◆ INSTRUCTIONS TO FOLLOW:
Please could you give again the lines from the one holding "Target: puddle on pavement" through the final line of the data below, exactly, with no other lines?

◆ DATA LISTING:
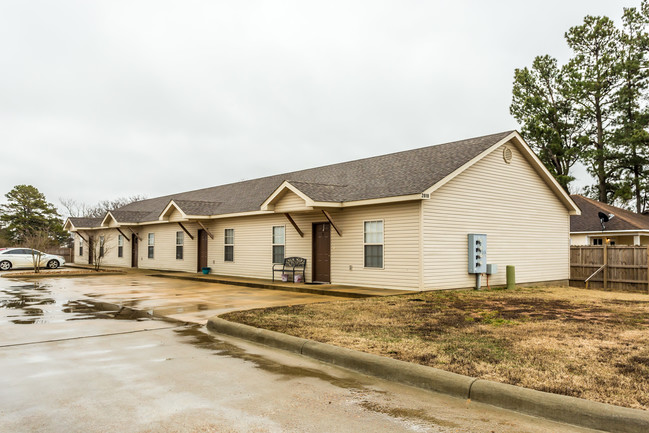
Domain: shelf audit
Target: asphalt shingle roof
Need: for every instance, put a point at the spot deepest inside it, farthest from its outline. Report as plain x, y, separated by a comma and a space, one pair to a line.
588, 221
86, 222
396, 174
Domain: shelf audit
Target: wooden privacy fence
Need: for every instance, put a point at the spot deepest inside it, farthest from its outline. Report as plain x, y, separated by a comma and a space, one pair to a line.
623, 268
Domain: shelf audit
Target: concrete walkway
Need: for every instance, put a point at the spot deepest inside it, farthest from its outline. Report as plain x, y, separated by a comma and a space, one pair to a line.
339, 290
317, 289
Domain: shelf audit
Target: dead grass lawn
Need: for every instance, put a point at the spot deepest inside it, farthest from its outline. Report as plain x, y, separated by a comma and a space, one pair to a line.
588, 344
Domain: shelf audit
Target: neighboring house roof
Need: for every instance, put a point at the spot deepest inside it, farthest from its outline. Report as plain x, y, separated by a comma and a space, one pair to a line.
83, 222
398, 174
588, 221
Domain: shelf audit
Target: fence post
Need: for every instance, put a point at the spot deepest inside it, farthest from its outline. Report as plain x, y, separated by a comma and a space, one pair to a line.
605, 263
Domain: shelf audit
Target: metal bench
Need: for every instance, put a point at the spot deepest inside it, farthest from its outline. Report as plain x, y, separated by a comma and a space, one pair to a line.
291, 265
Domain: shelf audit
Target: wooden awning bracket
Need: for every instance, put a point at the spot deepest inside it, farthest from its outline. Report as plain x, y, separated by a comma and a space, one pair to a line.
209, 233
79, 233
331, 221
294, 224
133, 231
122, 233
185, 230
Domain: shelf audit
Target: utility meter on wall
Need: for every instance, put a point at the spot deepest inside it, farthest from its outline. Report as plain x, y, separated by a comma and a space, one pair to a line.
477, 253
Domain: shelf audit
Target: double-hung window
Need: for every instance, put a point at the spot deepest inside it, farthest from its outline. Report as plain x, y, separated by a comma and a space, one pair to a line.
278, 244
180, 243
373, 244
228, 242
151, 244
120, 246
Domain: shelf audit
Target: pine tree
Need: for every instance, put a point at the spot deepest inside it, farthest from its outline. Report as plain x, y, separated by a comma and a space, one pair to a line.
27, 213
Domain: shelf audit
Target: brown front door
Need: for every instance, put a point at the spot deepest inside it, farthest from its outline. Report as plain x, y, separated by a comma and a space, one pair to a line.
202, 250
321, 252
91, 250
134, 251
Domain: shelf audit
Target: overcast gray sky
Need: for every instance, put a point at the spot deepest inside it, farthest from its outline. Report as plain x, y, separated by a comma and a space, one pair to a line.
103, 99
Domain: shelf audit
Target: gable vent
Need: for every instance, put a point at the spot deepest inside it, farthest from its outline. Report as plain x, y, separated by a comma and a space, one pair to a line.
507, 155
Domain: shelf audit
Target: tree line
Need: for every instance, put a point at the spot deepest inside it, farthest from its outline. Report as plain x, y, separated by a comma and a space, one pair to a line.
29, 220
593, 109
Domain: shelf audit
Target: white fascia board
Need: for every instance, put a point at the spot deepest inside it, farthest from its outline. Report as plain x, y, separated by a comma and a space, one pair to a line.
171, 204
105, 221
69, 226
384, 200
546, 175
286, 185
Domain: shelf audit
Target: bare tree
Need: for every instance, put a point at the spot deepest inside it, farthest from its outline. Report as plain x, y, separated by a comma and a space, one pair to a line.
78, 209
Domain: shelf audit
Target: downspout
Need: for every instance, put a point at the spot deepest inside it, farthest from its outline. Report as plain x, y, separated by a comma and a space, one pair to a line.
421, 245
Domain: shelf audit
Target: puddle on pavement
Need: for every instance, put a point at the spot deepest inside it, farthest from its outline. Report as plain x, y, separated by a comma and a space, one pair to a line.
38, 303
194, 335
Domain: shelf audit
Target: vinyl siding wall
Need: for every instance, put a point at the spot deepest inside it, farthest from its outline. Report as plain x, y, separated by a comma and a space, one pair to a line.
579, 240
525, 223
253, 245
164, 249
110, 249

◆ THE COMPLETED TASK:
Target: puddle on pavement
Need: for every instance, put a point at the spot deepest inside it, farthest from its outline. Report as plain x, y, separated by a comma and a space, one pair to a line.
38, 303
194, 335
Domain: shelf audit
Target: vinyl siding wall
Need: for every instance, put a point at the spot deepest inside it, farthest from its outline. Report as plain x, y, separated by a comma and a space, one pair to a line.
579, 240
525, 223
253, 245
164, 249
110, 249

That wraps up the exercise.